## Task:
Could you reproduce the passage from the article on Europe's hidden debt below, beginning at "According to this" and stopping after "the Maastricht Treaty."?

## Document:
══════════

The hidden side of the debt: how to rescue Europe
The analysis of the debt-related financial figures drives the public debate across Europe for years. It is time for a new Possible.
The analysis of the debt-related financial figures drives the public debate across Europe for years. Almost without exception politicians and consequently, people assume — whether deliberately or not — a definition of debt that is universal and unambiguous. The Maastricht Treaty formalizes four criteria (article 121) that impose control over inflation, public debt and the public deficit, exchange rate stability and the convergence of interest rates. In particular, debt and central government deficit are particularly monitored. The debt corresponds to the outstanding of liabilities evaluated at the end of a given period, whereas deficit corresponds to the borrowing need observed during the same period.
The debt in the sense of Maastricht  is defined in a specific way and consists only of the following financial liabilities
- cash and deposits,
- treasury bonds (BTF and BTAN),
- ungible treasury bonds (OAT),
- Euro medium term notes (EMTN), as well as loans.
According to this definition, the debt of the EU Member States is given in Figure 1 with a number of countries that are far beyond the fateful threshold of 60% prescribed by the treaty.
Figure 1 — 2017 Maastricht debt in the EU Member States 
Conventional wisdom suggests that the Mediterranean debt, i.e., the debt of the EU Member States in Southern Europe, is a major problem in the Eurozone that can put the existence of the Euro currency and the EU in jeopardy. However, in 2015 Eurostat for the first time ever produced a report on the liabilities that do not fall under the umbrella of the definition of the Maastricht Treaty.
The newspaper Die Welt, in an article by Von Anja Ettel and Holger Zschäpitz (“Europa sitzt auf einem Berg heimlicher Schulden”) , defined such liabilities as the hidden debt — a form of financial wizardry that certain countries pursue “to massage their public accounts and respect official deficit and debt limits.” as depicted by the Financial Times (“Does Germany have a bigger public debt problem than Greece?”) .

══════════

## Information supplied:
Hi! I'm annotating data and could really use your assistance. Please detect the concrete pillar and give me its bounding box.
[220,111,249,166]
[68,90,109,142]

══════════

## Exercise result:
According to this definition, the debt of the EU Member States is given in Figure 1 with a number of countries that are far beyond the fateful threshold of 60% prescribed by the treaty.
Figure 1 — 2017 Maastricht debt in the EU Member States 
Conventional wisdom suggests that the Mediterranean debt, i.e., the debt of the EU Member States in Southern Europe, is a major problem in the Eurozone that can put the existence of the Euro currency and the EU in jeopardy. However, in 2015 Eurostat for the first time ever produced a report on the liabilities that do not fall under the umbrella of the definition of the Maastricht Treaty.